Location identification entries
☆ ☆ ☆

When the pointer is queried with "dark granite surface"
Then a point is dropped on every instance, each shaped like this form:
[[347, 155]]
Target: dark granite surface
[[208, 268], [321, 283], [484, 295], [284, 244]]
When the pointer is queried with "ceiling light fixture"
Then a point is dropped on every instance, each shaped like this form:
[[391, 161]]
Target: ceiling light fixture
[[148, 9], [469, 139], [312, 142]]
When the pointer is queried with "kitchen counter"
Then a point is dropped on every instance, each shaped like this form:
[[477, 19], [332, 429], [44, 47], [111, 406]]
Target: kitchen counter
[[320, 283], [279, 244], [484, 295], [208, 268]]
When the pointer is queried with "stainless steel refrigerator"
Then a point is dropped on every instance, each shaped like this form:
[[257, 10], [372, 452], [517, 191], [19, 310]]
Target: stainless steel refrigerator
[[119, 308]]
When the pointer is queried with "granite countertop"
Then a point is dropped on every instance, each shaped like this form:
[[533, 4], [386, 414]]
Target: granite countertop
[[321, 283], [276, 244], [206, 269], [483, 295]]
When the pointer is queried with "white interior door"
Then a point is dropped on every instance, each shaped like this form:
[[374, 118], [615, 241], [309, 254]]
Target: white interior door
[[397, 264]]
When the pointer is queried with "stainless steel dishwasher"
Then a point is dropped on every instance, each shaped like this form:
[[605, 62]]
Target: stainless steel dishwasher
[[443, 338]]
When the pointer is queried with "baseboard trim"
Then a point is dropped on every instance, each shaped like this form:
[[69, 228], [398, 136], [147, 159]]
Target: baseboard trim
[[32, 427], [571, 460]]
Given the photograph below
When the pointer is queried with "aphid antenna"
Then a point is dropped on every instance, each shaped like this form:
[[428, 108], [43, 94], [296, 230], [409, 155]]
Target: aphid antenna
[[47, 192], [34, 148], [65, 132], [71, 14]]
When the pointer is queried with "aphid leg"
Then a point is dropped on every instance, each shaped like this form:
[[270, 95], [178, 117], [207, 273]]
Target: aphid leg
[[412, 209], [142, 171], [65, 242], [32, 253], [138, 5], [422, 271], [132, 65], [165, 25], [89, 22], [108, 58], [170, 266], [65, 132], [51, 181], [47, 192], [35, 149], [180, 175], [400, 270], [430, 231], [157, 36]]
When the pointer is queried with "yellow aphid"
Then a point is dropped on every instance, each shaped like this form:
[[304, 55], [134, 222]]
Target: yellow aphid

☆ ☆ ☆

## To do:
Retype exactly, please, each line from the line that contains "Given the photograph below" through the last line of the entries above, with nothing added.

## Written answer:
Given the photograph below
When the pointer is queried with "aphid antenna"
Then a point is dropped on every instance, each shaped like this form:
[[428, 108], [43, 94], [296, 230], [409, 155]]
Target: aphid antenna
[[47, 192], [34, 148], [65, 132], [71, 14]]
When the pointer is queried with "aphid leg"
Then a point is dropped on every instance, each shaped like this form:
[[270, 95], [178, 117], [207, 273]]
Target: aphid leg
[[412, 209], [142, 171], [65, 242], [32, 253], [138, 5], [422, 271], [132, 65], [165, 25], [89, 22], [108, 58], [170, 266], [65, 132], [51, 181], [47, 192], [35, 149], [180, 175], [400, 270], [430, 231], [157, 36]]
When the pointer is queried with "yellow aphid"
Then a point is dropped on every instance, each shaped like this form:
[[304, 55], [134, 222]]
Target: yellow aphid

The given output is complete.